> _Consignes_:
(a) Recopiez fidèlement le passage de l'article sur le procès d'Oskar Gröning qui va de «Ce verdict est» à «des camps nazis.», ces deux extraits compris.
(b) Rédigez la suite de l'article consacré au procès d'Oskar Gröning, en reprenant après sa dernière phrase.

Ce verdict est légèrement supérieur aux trois ans et demi d'emprisonnement requis le 7 juillet par le parquet, mais dans le bas de la fourchette de trois à 15 ans de prison encourus pour de tels crimes.

Oskar Gröning est reparti libre. Compte tenu de son âge, il est peu probable qu'il soit jugé médicalement apte à être incarcéré, selon une source judiciaire, d'autant qu'un éventuel recours suspendrait l'exécution de la peine.

Les représentants de la cinquantaine de parties civiles ont salué cette condamnation dans un communiqué, y voyant néanmoins un «pas trop tardif vers la justice». Moshe Kantor, président du Congrès juif européen, a de son côté souligné «la signification historique» du procès, «et l'occasion qu'il offre d'éduquer une génération bien trop éloignée des horreurs de l'Holocauste», 70 ans après la libération des camps nazis.

Dans ses réquisitions, le procureur avait mis en balance la «contribution mineure» de l'ancien SS au fonctionnement d'Auschwitz, devenu emblématique de l'enfer concentrationnaire, avec le nombre «presque inimaginable» de victimes.

Si Oskar Gröning a d'emblée assumé une «faute morale» et a présenté à plusieurs reprises ses excuses, sa défense avait plaidé l'acquittement, estimant qu'il n'avait «nullement favorisé l'Holocauste, du moins pas d'une manière pertinente sur le plan pénal».

«Le premier à s'excuser»

Bien avant d'être rattrapé par la justice, cet ancien engagé volontaire dans les Waffen SS avait livré le récit de ses deux ans passés à Auschwitz, de 1942 à 1944, dans un mémoire pour ses proches puis dans de longues interviews destinées à «lutter contre le négationnisme».

«Auschwitz est un endroit auquel personne n'aurait dû participer», a déclaré mardi le nonagénaire, la voix tremblante et le corps éprouvé par trois mois d'audience, faisant sienne la phrase de l'un des représentants des victimes.

Dans leur communiqué, les avocats des parties civiles se sont d'ailleurs félicités «que pour la première fois, après un demi-siècle de procès des crimes nazis, un accusé reconnaisse formellement sa faute et s'en excuse».

[Données enregistrées]

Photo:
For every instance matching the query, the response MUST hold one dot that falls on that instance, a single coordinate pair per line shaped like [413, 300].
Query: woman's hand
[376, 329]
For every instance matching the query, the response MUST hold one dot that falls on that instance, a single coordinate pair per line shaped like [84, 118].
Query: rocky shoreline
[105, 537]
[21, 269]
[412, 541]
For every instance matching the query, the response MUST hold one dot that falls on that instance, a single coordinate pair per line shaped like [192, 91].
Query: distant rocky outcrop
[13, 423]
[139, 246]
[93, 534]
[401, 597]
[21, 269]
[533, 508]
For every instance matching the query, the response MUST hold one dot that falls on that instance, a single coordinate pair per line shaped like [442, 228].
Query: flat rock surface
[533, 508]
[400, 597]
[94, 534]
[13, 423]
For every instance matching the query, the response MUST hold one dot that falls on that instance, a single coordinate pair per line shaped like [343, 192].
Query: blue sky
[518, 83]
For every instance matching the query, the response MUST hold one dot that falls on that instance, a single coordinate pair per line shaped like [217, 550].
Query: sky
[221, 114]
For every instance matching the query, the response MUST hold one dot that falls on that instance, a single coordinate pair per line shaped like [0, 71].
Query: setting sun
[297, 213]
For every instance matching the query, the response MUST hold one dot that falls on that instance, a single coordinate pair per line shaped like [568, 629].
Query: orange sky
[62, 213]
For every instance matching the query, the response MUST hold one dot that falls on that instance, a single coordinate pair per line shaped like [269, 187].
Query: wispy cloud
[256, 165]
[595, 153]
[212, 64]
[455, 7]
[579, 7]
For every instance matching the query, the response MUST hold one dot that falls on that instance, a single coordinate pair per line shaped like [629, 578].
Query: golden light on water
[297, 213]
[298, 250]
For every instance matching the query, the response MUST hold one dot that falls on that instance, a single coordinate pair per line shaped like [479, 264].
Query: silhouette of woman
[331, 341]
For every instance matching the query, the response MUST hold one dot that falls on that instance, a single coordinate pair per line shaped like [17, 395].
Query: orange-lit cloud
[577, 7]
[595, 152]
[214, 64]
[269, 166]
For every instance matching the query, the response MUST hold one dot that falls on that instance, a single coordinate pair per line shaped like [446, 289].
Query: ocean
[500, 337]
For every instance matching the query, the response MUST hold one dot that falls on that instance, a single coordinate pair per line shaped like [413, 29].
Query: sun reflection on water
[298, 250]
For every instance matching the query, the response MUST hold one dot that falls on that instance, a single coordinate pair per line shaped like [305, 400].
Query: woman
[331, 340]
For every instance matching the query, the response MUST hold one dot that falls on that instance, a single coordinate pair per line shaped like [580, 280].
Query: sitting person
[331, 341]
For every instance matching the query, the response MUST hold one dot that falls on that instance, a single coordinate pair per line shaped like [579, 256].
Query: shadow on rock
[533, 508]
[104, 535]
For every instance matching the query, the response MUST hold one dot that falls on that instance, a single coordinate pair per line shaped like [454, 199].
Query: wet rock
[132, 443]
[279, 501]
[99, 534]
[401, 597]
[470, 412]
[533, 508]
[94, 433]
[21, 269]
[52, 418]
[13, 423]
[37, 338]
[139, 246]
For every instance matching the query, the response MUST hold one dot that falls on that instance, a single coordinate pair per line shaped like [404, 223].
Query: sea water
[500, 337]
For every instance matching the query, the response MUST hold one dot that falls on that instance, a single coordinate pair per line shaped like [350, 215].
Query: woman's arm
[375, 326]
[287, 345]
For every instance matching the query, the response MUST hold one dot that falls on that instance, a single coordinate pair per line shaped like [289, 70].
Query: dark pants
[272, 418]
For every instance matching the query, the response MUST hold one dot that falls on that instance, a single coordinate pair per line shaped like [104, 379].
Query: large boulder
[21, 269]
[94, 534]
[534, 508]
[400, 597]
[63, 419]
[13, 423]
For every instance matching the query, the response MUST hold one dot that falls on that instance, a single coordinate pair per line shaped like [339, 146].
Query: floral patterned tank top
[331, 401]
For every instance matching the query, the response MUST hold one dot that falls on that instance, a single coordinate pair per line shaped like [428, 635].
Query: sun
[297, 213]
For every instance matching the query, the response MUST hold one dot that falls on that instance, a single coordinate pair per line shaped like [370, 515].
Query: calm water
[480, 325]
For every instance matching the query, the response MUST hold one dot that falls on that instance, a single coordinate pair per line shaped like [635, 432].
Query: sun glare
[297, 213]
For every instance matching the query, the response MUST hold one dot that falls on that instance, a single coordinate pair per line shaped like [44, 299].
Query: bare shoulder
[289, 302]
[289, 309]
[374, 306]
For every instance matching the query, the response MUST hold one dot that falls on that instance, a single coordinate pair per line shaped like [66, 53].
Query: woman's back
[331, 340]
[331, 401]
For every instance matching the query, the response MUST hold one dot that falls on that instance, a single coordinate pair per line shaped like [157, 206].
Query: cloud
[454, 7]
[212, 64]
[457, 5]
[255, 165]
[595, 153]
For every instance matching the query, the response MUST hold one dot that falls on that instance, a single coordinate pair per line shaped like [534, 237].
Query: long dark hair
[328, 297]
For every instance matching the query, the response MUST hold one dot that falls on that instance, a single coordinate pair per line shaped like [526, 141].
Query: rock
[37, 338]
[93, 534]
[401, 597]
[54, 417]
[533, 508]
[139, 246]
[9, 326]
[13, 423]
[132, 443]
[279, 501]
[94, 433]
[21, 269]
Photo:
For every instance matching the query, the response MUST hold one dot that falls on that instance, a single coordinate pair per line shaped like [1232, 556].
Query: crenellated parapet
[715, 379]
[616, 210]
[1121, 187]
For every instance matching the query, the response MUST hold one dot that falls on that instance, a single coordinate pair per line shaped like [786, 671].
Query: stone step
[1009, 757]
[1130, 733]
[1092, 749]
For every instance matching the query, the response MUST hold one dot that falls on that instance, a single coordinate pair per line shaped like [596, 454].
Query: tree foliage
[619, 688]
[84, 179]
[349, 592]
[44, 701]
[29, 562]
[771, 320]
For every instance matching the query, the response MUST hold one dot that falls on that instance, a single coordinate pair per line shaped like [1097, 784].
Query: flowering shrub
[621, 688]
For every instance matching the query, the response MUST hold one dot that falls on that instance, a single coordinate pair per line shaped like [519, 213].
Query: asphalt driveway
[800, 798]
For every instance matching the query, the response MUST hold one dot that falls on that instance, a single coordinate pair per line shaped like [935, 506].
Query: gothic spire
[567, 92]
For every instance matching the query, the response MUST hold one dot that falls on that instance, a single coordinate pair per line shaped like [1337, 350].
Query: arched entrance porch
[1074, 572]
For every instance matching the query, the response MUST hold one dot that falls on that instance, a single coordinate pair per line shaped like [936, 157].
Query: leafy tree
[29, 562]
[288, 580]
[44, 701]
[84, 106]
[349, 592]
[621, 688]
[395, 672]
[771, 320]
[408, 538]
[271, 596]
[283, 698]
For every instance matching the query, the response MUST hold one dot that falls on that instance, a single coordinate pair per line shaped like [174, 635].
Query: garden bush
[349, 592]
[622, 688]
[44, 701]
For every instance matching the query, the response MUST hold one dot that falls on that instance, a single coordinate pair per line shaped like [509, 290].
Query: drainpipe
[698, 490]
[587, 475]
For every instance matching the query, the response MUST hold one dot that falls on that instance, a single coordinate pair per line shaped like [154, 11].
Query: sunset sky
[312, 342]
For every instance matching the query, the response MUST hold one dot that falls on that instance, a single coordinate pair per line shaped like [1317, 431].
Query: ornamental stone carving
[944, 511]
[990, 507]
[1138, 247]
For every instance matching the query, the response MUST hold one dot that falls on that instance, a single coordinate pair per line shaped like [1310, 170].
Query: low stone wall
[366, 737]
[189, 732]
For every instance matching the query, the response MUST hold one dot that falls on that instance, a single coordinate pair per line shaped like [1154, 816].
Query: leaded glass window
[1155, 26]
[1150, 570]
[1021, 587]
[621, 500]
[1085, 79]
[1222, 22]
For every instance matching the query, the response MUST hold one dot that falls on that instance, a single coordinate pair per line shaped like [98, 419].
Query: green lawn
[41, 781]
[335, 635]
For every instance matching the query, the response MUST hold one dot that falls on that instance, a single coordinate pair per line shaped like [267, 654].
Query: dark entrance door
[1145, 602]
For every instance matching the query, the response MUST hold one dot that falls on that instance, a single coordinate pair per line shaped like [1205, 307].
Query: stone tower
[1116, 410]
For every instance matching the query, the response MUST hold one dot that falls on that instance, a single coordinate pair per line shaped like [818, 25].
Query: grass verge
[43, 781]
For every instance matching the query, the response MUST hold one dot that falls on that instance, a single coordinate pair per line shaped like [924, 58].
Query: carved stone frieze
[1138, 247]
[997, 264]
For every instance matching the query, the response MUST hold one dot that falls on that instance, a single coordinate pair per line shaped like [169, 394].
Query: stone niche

> _Réponses_:
(a)
Ce verdict est légèrement supérieur aux trois ans et demi d'emprisonnement requis le 7 juillet par le parquet, mais dans le bas de la fourchette de trois à 15 ans de prison encourus pour de tels crimes.

Oskar Gröning est reparti libre. Compte tenu de son âge, il est peu probable qu'il soit jugé médicalement apte à être incarcéré, selon une source judiciaire, d'autant qu'un éventuel recours suspendrait l'exécution de la peine.

Les représentants de la cinquantaine de parties civiles ont salué cette condamnation dans un communiqué, y voyant néanmoins un «pas trop tardif vers la justice». Moshe Kantor, président du Congrès juif européen, a de son côté souligné «la signification historique» du procès, «et l'occasion qu'il offre d'éduquer une génération bien trop éloignée des horreurs de l'Holocauste», 70 ans après la libération des camps nazis.

(b)
Les charges contre Gröning reposaient sur deux points: on lui reprochait d'avoir soutenu économiquement le régime, en envoyant l'argent des déportés à Berlin, et surtout d'avoir assisté par trois fois à la «sélection» séparant, à l'entrée du camp, les nouveaux arrivants jugés aptes au travail de ceux qui étaient immédiatement tués.

L'ancien soldat s'était défendu en assurant que son rôle consistait uniquement à éviter les vols dans les bagages des déportés, sans lien avec le processus d'extermination, et en rappelant ses trois demandes infructueuses de transfert sur le front.

«On a pu témoigner»

Cette longue audience, transférée pour l'occasion dans une salle de spectacle souvent comble, a permis d'entendre les témoignages bouleversants de survivants d'Auschwitz. Alors que certains ont exprimé leur déception que l'accusé ne leur ait pas formellement présenté des excuses, d'autres ont évoqué l'effet cathartique des audiences.

«Je ne veux pas de vengeance, mais je trouve que c'est un verdict juste», confiait à l'AFP Leon Schwarzbaum, 94 ans, détenu deux ans à Auschwitz et qui a perdu «30 membres de (sa) famille» dans la Shoah.

Ni l'action de la justice ni les mots de l'accusé «n'effacent» une telle souffrance, expliquent les parties civiles dans leur communiqué. Mais «nous avons pu témoigner du crime monstrueux et indicible commis contre nos familles et nous-mêmes», poursuivent-elles.

Le procès Gröning illustre la sévérité accrue de la justice allemande à l'égard des derniers nazis encore vivants, depuis la condamnation en 2011 de John Demjanjuk, ex-gardien de Sobibor, à cinq ans de prison. Ces décisions tardives contrastent avec le peu de condamnations, à des peines souvent faibles, prononcées pendant des décennies.

Le patron de l'office fédéral chargé d'enquêter contre les crimes nazis, Kurt Schrimm, a récemment déclaré au quotidien Bild que des enquêtes contre d'anciens gardes de camps nazis étaient toujours en cours, même si «beaucoup ont dû être abandonnées» en raison du décès ou de l'état de santé des suspects.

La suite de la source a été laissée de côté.